** start Data provided **

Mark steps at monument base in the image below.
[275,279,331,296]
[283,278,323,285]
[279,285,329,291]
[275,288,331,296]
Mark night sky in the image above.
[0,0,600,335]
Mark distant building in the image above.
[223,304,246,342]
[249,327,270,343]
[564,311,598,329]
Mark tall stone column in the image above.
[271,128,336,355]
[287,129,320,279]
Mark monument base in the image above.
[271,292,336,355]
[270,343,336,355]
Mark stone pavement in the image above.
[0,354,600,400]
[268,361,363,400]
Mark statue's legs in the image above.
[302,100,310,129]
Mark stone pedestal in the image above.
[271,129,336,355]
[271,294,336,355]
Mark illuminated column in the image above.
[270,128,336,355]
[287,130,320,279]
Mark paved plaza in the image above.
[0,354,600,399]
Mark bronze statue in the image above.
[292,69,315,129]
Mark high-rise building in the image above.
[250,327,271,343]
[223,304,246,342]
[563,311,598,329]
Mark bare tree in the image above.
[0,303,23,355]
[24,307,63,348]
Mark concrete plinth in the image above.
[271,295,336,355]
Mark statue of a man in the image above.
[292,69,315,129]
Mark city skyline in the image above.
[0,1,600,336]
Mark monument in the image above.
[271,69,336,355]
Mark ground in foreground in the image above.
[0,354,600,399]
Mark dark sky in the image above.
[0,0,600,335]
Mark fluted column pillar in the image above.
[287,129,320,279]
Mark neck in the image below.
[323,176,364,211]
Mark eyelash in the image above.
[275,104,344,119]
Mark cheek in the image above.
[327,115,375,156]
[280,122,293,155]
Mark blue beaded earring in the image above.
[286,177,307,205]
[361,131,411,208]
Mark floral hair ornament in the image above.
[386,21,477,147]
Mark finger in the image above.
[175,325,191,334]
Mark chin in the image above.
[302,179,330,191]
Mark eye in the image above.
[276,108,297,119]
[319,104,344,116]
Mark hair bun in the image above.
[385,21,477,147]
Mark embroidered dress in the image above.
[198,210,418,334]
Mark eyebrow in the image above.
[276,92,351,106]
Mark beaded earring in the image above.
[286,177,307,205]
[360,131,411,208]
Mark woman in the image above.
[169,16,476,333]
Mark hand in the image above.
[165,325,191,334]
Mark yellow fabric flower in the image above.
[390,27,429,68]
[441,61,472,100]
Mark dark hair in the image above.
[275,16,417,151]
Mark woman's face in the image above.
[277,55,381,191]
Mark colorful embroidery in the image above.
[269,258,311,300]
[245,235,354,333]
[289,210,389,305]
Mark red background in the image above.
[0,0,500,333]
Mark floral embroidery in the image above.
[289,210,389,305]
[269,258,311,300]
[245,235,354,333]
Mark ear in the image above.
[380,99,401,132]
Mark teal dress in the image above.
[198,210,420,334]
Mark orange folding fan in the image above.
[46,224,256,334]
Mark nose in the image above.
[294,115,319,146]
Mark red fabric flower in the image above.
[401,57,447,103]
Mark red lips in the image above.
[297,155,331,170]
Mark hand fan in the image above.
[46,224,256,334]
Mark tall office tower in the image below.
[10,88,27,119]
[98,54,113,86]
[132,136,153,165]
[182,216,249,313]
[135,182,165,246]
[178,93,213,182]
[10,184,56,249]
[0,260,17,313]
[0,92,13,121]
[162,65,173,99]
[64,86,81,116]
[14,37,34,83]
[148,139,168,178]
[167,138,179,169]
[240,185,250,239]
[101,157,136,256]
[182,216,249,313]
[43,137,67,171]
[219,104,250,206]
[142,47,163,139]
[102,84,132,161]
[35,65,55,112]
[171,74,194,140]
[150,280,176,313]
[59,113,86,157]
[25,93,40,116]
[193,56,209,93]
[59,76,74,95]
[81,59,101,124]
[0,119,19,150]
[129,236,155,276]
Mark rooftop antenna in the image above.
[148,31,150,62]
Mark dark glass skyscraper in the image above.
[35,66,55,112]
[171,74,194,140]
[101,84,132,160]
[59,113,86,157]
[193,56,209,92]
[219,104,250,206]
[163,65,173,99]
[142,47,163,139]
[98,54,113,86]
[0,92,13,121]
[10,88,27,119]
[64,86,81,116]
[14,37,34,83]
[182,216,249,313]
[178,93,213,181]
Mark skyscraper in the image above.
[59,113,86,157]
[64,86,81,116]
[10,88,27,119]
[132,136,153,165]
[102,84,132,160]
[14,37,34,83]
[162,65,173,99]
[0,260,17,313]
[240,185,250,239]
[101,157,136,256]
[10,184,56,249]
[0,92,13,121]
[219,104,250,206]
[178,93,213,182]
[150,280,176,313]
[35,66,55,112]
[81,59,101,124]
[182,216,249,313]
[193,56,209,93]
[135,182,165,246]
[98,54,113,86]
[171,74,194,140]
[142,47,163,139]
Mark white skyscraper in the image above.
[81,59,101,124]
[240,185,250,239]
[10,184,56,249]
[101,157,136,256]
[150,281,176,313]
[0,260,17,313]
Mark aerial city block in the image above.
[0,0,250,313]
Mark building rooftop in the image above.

** end Data provided **

Task objective: Reproduce only the part of the listing that opens with the line containing "Mark hair bun in the image above." and closes with the line containing "[275,16,417,151]", both lines included, with the requests unchanged. In the answers, multiply every bounding-box coordinate by 1.3 and round it to a whole number, rounding halves up.

Written answer:
Mark hair bun in the image above.
[501,27,620,191]
Mark embroidered dress in the image above.
[257,273,543,434]
Mark eyebrow in the image above.
[359,120,456,138]
Mark beaded earring in the image above.
[372,230,399,267]
[468,170,534,270]
Mark woman in the image above.
[220,21,619,433]
Mark hand in the image above.
[215,423,248,434]
Mark yellow fabric flower in the image above.
[507,35,558,88]
[573,79,614,130]
Mark dark hair in the image above.
[358,21,542,196]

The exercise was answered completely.